**GIVEN DATA:**
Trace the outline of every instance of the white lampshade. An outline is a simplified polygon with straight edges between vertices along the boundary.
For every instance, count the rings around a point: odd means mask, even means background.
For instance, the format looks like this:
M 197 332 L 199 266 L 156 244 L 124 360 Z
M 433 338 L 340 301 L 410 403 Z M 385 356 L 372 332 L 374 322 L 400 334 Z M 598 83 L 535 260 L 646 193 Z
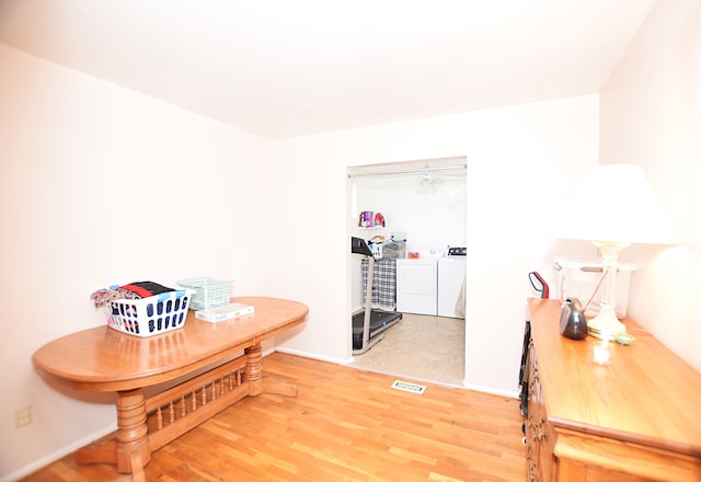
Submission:
M 562 239 L 671 244 L 655 192 L 642 168 L 602 164 L 584 177 L 565 204 L 555 231 Z

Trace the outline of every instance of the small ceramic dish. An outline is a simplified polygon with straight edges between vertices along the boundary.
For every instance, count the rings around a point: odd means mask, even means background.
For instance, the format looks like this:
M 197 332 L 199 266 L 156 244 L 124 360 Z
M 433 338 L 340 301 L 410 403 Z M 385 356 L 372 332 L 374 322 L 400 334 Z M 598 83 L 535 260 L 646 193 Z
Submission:
M 616 341 L 621 345 L 630 345 L 635 340 L 635 336 L 628 333 L 619 333 L 616 335 Z

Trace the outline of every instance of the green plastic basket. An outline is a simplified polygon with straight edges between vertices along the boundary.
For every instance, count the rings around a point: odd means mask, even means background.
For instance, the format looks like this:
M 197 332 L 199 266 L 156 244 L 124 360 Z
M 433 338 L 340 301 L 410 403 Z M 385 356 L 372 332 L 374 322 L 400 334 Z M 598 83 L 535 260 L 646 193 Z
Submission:
M 183 279 L 177 284 L 195 291 L 189 302 L 192 310 L 209 310 L 229 305 L 231 282 L 209 277 Z

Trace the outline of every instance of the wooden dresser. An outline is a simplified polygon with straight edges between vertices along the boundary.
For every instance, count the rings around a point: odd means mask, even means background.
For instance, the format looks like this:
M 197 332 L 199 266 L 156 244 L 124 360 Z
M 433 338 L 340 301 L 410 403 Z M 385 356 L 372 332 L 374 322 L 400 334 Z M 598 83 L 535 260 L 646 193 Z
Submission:
M 701 481 L 701 374 L 632 320 L 635 341 L 594 363 L 560 334 L 560 302 L 529 299 L 530 481 Z

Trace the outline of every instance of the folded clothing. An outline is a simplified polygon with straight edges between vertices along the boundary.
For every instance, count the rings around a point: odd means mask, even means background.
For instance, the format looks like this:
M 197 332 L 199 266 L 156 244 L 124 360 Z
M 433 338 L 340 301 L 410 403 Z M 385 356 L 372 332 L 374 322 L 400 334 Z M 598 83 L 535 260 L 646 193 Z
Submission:
M 115 299 L 148 298 L 169 291 L 174 291 L 174 289 L 153 282 L 135 282 L 124 286 L 99 289 L 90 296 L 90 299 L 92 299 L 95 308 L 100 308 Z

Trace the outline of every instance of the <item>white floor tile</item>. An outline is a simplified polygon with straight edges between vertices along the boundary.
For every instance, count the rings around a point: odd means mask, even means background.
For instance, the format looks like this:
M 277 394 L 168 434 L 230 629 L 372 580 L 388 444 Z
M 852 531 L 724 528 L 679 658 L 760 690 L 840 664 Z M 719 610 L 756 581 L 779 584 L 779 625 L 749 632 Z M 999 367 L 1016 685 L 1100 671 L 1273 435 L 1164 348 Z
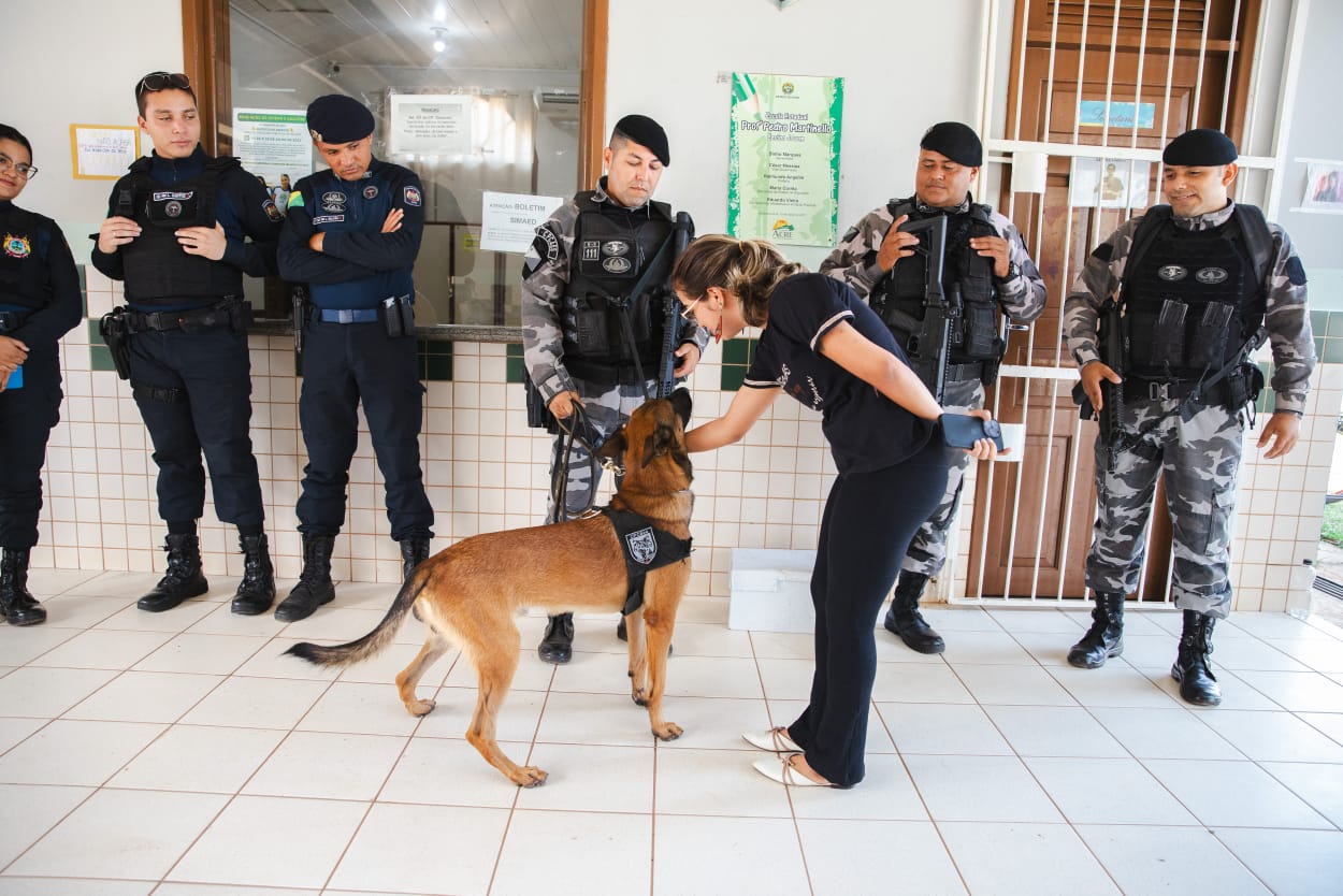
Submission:
M 1080 707 L 984 707 L 1011 748 L 1022 756 L 1127 756 L 1112 737 Z
M 792 819 L 658 815 L 653 896 L 810 896 L 811 892 Z
M 0 785 L 0 868 L 38 842 L 93 793 L 91 787 Z
M 659 832 L 669 814 L 788 818 L 788 789 L 751 767 L 764 755 L 749 747 L 658 751 L 654 799 Z
M 107 786 L 236 794 L 283 737 L 263 728 L 173 725 Z
M 75 704 L 64 717 L 101 721 L 176 721 L 223 680 L 223 676 L 124 672 Z
M 1062 821 L 1015 756 L 904 759 L 933 821 Z
M 1332 827 L 1256 763 L 1147 759 L 1144 764 L 1210 827 Z
M 134 721 L 58 719 L 0 756 L 0 782 L 95 787 L 163 731 Z
M 269 641 L 265 637 L 180 634 L 136 664 L 136 669 L 227 676 Z
M 156 880 L 227 802 L 219 794 L 99 790 L 7 869 Z
M 572 865 L 575 842 L 583 844 L 583 873 L 556 875 L 556 868 Z M 508 825 L 490 896 L 649 893 L 651 860 L 650 815 L 518 809 Z
M 1119 892 L 1068 825 L 941 822 L 937 827 L 975 896 Z
M 406 711 L 392 684 L 336 681 L 298 723 L 298 731 L 410 736 L 419 717 Z
M 543 787 L 520 790 L 518 809 L 653 811 L 654 751 L 646 747 L 547 744 L 532 748 L 530 764 L 549 774 Z
M 1218 829 L 1226 844 L 1277 896 L 1338 892 L 1343 880 L 1343 833 L 1336 830 Z
M 242 793 L 254 797 L 373 799 L 406 748 L 406 737 L 295 731 Z
M 924 896 L 967 892 L 931 822 L 804 819 L 798 834 L 814 893 L 894 893 L 901 883 Z
M 0 716 L 55 719 L 115 676 L 110 669 L 15 669 L 0 678 Z
M 1125 893 L 1269 892 L 1203 827 L 1077 825 L 1076 830 Z
M 1244 754 L 1203 724 L 1214 713 L 1182 707 L 1139 709 L 1096 707 L 1092 715 L 1139 759 L 1244 759 Z
M 498 809 L 377 803 L 340 860 L 332 885 L 485 893 L 508 823 L 508 813 Z
M 1011 747 L 976 705 L 888 703 L 881 707 L 881 717 L 902 754 L 1011 754 Z
M 1076 707 L 1077 701 L 1038 665 L 958 665 L 956 674 L 979 703 Z
M 31 662 L 66 669 L 129 669 L 172 635 L 161 631 L 81 631 Z
M 320 888 L 367 810 L 361 802 L 238 797 L 168 880 Z
M 188 725 L 293 728 L 328 688 L 325 681 L 230 677 L 188 712 Z
M 1136 759 L 1031 758 L 1026 766 L 1074 825 L 1193 825 L 1194 817 Z

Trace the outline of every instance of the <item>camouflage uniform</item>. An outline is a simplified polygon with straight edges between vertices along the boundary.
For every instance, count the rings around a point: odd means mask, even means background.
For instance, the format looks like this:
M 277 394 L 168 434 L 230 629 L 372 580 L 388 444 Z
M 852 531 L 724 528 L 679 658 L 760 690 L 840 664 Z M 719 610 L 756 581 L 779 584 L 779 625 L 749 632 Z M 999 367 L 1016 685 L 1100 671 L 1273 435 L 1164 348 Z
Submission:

**GOAL:** Reproduce every line from the one containing "Trace the outline of every instance of the wooden" through the one containing "M 701 481 L", inclusive, and add -63 to each coordinate in the submitted outlines. Leave the requests and their format samples unchanged.

**REPLY:**
Trace the outline of every instance of the wooden dresser. An outline is a simplified polygon with straight edges between vertices along the boundary.
For every instance, count the rings around a point: odd means mask, even means background.
For instance, the format looks like this:
M 197 332 L 199 266 L 156 244 L 124 360 Z
M 433 338 L 340 301 L 410 403 Z M 385 356 L 372 332 L 374 322 L 400 334 Z M 598 83 L 535 260 L 646 193 Z
Submission:
M 638 418 L 638 311 L 569 257 L 572 278 L 531 300 L 497 271 L 497 239 L 466 236 L 467 418 Z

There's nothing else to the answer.